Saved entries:
┏━━

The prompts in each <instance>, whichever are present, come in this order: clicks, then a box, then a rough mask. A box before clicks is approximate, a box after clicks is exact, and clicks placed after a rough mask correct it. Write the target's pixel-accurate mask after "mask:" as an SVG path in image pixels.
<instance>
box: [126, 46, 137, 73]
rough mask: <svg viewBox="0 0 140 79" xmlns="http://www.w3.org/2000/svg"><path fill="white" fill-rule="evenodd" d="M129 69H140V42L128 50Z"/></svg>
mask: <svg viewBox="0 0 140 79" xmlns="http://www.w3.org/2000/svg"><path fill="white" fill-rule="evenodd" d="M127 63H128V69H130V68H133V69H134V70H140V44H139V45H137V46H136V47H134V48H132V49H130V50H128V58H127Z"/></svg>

┗━━

Aim of the exercise:
Nothing but the lines from the one holding "rough mask: <svg" to the end of the entries should be output, each exactly as it appears.

Answer to the problem:
rough mask: <svg viewBox="0 0 140 79" xmlns="http://www.w3.org/2000/svg"><path fill="white" fill-rule="evenodd" d="M129 69H140V42L128 50Z"/></svg>
mask: <svg viewBox="0 0 140 79" xmlns="http://www.w3.org/2000/svg"><path fill="white" fill-rule="evenodd" d="M127 63H128V69H130V68H133V69H134V70H140V44H139V45H137V46H136V47H134V48H132V49H130V50H128V58H127Z"/></svg>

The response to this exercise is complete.